TEXT EXCERPT:
_ _ _ _ _ _ _

Rage & Isolationism, Part 2

The amount of bullshit I am forced to overhear in one day is astounding. I believe it would blow your mind. If I had to put it into numbers, I would say that 95% of all the words I hear in one day are total BS. Some of the people I work with are starting to notice that I simply tune out. Even the folks I like have had to ask me if I was just tuning them out. And they rep

Rage and Isolationism

Friday, May 23, 2008

The Office

I had just started to watch an episode of the Office on hulu when some of my coworkers came into the room. Its quarter til five, and everyone was BSing as they got ready to leave. I quickly put the show on pause (didnt want to get "in trouble"). The folks in the room were joking and messing with each other. After filling the weekly amount of necessary ridicule, they shuffled out the door (still bitching). I hit play on The Office. Turned out I had paused it at precisely the end of the theme song (the little piano bit)...it was Perfect.

and with that I will begin my three-day weekend. :)

GO PENS!!

Happy Weekend.

I don't want to hear people talking anymore.

Wednesday, May 21, 2008

Today's Top Searches

Ok. I have to take a break from the serious thinking I've been doing today.
I just happened to take a look at Today's Top Searches on Yahoo's Frontpage. The one that really caught my attention was #6: Charles Manson Ranch.


AAAAAAAAAAAAAhahhahahhahahahahahahahahaaahahahahhahahahahhahahahahhahahahahahhahhaha

(I know it's referring to his home or something. I just couldnt help imagining a serial killer condiment...)

Tuesday, May 20, 2008

Pigeons

I am currently between notebooks in real life. I keep forgetting to pick up another one (from the drawer I've hid them in at work). In the meantime, I've been scribbling on any thing I can find when something noteworthy arrives in my head. This morning I had to use the back of my Hallmark 2008 datebook...I'm not sure when I picked one of those up, but I found it stuffed in the center console of my car. It was smashed between an old pack of Camel Lights and some mixtapes from the early 2000s. Anyway, these are the words I managed to scribble on my calendar at the stoplight of Grant and Blvd of the Allies:
"blog-people ?

_ _ _ _ _ _ _

DATA:
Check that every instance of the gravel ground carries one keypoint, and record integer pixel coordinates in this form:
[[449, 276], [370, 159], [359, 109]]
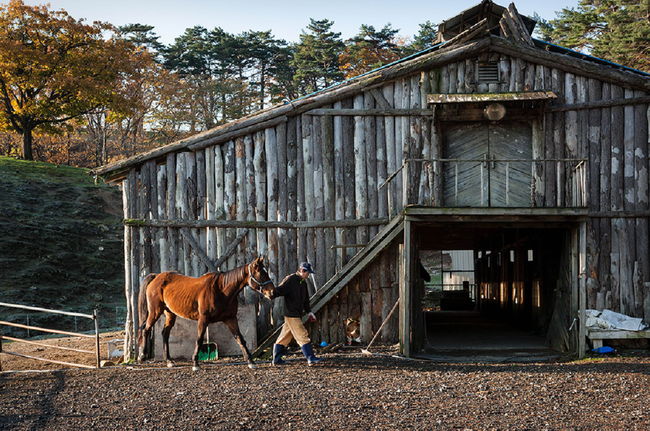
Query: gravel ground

_ _ _ _ _ _ _

DIRECTIONS FOR THIS TASK: Render this sentence from the blog excerpt in Spanish: "I am currently between notebooks in real life."

WORKED SOLUTION: Actualmente estoy entre cuadernos en la vida real.